• **Problem**: The full listing is to be returned exactly as given, but without pictures.

• **Record extracts**:
---------------
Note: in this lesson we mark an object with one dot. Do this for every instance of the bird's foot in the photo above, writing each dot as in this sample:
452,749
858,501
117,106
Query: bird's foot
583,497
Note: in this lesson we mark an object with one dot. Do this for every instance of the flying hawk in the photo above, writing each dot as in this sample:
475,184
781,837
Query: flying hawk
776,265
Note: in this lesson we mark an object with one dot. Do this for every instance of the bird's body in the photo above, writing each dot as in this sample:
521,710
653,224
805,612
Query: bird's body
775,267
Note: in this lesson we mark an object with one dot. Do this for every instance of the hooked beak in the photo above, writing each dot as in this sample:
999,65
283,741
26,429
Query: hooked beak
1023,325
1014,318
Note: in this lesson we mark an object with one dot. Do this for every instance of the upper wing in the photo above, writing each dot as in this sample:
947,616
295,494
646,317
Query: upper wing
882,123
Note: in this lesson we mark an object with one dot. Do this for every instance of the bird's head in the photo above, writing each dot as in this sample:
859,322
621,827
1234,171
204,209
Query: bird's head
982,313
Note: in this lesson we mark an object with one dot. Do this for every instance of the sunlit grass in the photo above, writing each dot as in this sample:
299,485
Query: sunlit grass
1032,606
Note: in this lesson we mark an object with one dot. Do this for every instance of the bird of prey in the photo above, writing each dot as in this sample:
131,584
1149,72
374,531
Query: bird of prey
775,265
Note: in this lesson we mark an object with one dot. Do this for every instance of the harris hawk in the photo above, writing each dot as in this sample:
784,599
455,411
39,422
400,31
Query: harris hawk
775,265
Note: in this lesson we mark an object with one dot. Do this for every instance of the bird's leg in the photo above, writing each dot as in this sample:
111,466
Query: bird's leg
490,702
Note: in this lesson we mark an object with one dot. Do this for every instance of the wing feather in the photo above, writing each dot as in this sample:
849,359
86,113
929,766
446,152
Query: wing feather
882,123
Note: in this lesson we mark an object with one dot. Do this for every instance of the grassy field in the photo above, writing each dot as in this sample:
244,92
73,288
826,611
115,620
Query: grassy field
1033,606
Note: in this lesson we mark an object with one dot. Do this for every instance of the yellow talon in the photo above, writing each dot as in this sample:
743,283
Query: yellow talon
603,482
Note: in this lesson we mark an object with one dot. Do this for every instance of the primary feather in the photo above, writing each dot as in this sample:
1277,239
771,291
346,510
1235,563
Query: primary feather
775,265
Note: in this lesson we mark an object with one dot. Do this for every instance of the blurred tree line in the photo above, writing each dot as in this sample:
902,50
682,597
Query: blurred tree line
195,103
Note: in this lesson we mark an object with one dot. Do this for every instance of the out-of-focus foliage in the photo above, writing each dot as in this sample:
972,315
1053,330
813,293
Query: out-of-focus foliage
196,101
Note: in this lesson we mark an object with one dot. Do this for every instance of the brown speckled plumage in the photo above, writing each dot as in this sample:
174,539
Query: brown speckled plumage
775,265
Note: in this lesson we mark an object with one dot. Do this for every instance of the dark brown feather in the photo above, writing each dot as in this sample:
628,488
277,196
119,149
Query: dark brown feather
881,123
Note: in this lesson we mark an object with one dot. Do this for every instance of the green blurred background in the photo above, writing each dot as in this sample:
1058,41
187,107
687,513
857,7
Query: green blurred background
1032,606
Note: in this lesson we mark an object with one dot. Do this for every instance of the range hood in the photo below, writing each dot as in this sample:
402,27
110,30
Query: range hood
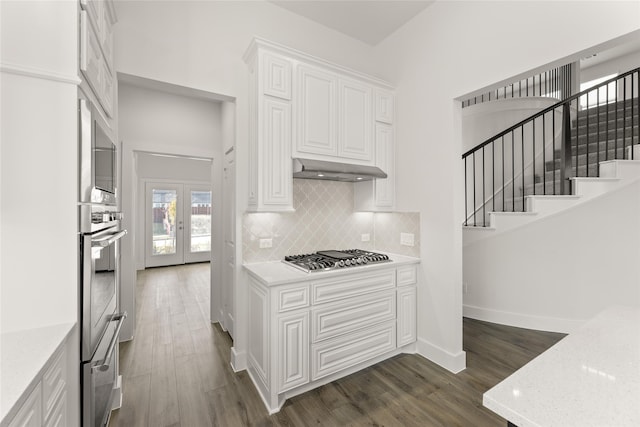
---------------
• **Result of this exercise**:
Note: in this lesson we mark an object with one dot. Do this for every instance of the bird's foot in the photo above, writing each dot as in this sample:
452,749
858,501
117,106
Query: bird's foot
583,497
Note: in this lesson we mark an object with one dot. Do this for every instance of the flying hawk in the photo above, writing each dot as in this sample:
475,184
781,837
Query: flying hawk
776,265
Note: in this lesson we mark an object with one dot. Do this for every instance of the bird's body in the photo above, writing each dot as in this sample:
521,710
653,224
805,612
Query: bird's body
775,267
Note: in this lesson we mark an object with one dot. Do this for every instance of the hooked beak in the photo above, writing each dot as in this sample:
999,65
283,741
26,429
Query: hooked beak
1023,325
1014,318
Note: in this lesson we mark an object with one dot. Do this for every instance of the upper wing in the photo above, writing each dot as in this sample:
947,616
295,494
646,317
Query: upper wing
882,123
Note: in this lesson we mark an object with one dot. Do this for every instance of the bird's head in the photo above, writing each dot as in this sample:
859,322
621,827
1234,171
204,209
Query: bird's head
982,313
Note: in this lesson we mark an object with one dot. Do this for every instance of the sunlit grass in the photo above, writing each dot as in this sample:
299,485
Query: sunlit grass
1032,606
Note: in this lesson we mark an object with one dot. Do this for every instance of the bird of prey in the photo above, writing each dot as in this sample:
131,584
1149,72
374,531
Query: bird of prey
775,265
Note: in this lesson we mark an object with one dot. Do this for every instance of the harris hawk in the photo above, writing each dot as in this sample:
784,599
455,411
39,422
400,31
Query: harris hawk
775,265
Note: in this lesson we mark an object with one dot. Do this for every instance of the bird's leg in the photo above, writing each dot as in this sample:
111,466
Query: bird's leg
490,702
Note: in this lesson we mark an object with one dot. Do this for every instance of the wing feather in the photo above, writing each dot as in this sample:
849,359
86,113
929,766
446,152
Query: wing feather
882,123
Note: in this lesson we mark an object with one dot. Do this for every instance of the grassy field in the photo above, writing each dot as in this sample:
244,92
73,288
826,611
115,620
Query: grassy field
1033,606
Note: in this lesson we mark an object with one dot. Do this for every instance of the yellow talon in the photo above, writing each dot as in this sample:
743,283
Query: yellow talon
603,482
Note: in this lesson we mark an object with one dot. Do this for every instance of the primary feather in the photo above, writing each dot as in this sample:
1277,239
771,291
346,510
1235,563
Query: primary feather
775,265
Note: in this lesson we mark an object with one dot. Do this for every instance of the blurred tree line in the photo above, writing each dot as in this sample:
902,50
682,597
Query: blurred tree line
195,103
Note: in this lesson we mark an object with one dot. Do this for every instance of the out-of-focus foliage in the photo above, writing each dot as in this sample:
972,315
1053,330
813,293
Query: out-of-focus foliage
196,101
Note: in this lesson we mark an object with one dot. Do this for every instance of the brown speckled plumage in the photo above, writing each dot as in this sample:
174,539
Query: brown speckled plumage
775,265
Note: in this lesson we mark an object with one dot. Do this for every instance of the dark brown feather in the photo above, writing each dot as in this sample:
628,488
277,196
119,149
Query: dark brown feather
881,123
Note: in this lesson we mark an object with one dot. Do this for every instance of the green blurred background in the photo above, writing each dot as in this sample:
1058,41
187,107
687,513
857,7
Query: green blurred background
1032,606
Note: in this lesson we mark an object with one dot. Do this for every instance of the range hood in the photo below, writing each dot as in this sample:
402,27
110,30
Query: range hood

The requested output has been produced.